— START OF MATERIAL FOR THE TASK —

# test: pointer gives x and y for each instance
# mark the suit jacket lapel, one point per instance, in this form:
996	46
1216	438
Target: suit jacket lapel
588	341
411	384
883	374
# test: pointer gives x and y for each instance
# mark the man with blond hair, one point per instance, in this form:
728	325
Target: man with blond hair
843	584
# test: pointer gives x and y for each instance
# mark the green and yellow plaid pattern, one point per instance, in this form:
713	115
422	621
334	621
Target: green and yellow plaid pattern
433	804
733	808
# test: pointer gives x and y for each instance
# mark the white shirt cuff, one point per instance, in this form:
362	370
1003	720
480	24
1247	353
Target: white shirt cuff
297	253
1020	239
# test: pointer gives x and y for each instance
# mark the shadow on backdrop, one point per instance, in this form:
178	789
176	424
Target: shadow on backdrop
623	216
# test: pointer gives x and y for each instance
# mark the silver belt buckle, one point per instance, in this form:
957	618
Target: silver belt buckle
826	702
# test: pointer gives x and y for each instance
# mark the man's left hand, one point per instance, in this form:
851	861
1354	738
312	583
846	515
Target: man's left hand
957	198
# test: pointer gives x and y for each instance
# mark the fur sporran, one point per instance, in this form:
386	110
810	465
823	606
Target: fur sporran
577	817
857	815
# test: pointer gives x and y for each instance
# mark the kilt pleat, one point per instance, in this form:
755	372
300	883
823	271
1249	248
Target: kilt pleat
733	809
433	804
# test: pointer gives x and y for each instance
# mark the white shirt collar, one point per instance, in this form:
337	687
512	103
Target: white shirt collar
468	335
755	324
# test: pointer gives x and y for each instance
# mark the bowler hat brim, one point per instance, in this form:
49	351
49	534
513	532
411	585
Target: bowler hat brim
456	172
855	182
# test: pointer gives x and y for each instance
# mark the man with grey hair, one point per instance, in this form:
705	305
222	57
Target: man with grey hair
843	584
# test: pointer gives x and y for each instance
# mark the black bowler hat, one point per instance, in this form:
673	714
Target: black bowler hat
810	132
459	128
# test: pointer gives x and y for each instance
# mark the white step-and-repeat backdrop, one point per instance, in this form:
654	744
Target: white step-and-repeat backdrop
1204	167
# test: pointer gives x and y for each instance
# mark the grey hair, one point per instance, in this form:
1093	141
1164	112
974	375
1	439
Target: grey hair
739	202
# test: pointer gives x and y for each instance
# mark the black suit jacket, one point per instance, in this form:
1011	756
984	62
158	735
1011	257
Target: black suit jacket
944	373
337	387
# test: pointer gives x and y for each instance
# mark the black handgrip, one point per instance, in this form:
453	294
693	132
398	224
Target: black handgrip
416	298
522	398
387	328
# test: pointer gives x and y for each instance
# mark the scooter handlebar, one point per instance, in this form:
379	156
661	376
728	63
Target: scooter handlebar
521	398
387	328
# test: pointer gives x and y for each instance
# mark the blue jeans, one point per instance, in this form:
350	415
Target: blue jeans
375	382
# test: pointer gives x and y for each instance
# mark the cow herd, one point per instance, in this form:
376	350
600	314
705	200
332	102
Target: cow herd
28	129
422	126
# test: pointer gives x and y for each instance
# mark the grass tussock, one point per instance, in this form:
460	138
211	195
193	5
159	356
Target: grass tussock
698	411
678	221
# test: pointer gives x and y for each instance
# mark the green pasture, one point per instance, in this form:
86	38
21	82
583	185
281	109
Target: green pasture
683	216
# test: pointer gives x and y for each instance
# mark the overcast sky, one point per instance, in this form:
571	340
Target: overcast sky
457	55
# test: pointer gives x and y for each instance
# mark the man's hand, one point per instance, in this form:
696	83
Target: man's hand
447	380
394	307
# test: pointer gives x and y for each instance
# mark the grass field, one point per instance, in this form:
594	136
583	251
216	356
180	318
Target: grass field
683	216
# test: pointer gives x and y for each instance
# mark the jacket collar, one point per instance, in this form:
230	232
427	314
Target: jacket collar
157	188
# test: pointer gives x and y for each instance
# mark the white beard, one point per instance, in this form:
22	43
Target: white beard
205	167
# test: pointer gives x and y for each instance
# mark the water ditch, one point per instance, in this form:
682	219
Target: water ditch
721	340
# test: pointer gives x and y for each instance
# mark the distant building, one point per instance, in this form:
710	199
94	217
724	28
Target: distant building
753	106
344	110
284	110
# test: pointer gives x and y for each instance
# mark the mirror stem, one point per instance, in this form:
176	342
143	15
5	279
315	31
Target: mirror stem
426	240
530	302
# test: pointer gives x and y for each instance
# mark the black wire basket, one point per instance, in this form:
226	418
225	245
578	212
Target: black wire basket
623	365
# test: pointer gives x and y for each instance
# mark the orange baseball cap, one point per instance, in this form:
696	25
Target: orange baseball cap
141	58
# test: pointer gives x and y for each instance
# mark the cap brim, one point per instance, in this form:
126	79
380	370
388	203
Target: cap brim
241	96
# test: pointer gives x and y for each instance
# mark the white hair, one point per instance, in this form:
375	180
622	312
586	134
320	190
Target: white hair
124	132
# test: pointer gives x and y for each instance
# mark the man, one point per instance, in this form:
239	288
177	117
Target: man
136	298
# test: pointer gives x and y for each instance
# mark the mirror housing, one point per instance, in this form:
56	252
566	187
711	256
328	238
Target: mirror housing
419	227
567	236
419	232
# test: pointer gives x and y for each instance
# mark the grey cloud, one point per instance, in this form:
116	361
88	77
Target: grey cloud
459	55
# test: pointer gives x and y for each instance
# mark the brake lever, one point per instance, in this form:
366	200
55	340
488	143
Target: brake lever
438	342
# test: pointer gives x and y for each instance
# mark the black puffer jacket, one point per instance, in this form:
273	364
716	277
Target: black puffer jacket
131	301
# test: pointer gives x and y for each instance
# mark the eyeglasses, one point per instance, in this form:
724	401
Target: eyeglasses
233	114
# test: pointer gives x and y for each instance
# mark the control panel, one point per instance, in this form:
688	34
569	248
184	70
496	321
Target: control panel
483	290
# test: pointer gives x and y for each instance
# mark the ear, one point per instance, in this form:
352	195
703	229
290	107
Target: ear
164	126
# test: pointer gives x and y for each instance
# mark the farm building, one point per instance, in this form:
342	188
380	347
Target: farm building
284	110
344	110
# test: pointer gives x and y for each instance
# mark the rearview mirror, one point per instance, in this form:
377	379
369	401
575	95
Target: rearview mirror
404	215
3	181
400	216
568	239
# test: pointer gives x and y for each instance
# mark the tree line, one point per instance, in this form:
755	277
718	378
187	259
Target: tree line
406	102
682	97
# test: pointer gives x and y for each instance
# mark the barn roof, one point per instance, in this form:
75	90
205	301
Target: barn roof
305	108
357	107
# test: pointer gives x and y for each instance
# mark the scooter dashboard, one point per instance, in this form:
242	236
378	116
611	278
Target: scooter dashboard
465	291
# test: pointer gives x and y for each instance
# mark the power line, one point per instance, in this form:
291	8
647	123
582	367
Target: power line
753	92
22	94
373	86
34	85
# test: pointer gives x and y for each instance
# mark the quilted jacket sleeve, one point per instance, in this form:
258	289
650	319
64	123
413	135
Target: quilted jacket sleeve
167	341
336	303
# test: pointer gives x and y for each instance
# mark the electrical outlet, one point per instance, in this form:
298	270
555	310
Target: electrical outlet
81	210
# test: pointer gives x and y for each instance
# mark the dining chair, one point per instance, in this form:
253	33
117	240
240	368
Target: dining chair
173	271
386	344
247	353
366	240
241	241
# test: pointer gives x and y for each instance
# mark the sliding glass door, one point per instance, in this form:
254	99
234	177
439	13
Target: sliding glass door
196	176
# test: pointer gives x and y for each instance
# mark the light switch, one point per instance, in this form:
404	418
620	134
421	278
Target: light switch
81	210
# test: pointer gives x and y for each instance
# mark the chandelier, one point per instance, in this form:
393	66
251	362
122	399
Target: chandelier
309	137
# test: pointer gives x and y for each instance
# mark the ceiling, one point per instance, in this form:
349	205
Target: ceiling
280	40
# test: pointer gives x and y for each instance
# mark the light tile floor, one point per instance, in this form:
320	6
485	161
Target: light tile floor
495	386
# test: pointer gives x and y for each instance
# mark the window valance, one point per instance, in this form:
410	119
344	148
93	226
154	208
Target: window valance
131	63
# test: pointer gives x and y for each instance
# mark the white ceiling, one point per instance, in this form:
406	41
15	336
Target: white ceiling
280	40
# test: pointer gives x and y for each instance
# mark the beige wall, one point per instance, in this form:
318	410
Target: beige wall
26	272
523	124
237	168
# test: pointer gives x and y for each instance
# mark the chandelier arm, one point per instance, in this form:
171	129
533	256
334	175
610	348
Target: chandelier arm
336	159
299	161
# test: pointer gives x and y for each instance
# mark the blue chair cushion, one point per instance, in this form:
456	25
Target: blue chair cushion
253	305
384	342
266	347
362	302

— END OF MATERIAL FOR THE TASK —

EXERCISE: Pick out every line above that contains the word "baseball", matching case exactly, and copy each one in full.

ANSWER IN FULL:
# mark the orange baseball cap, one point per instance, in this form:
Target: orange baseball cap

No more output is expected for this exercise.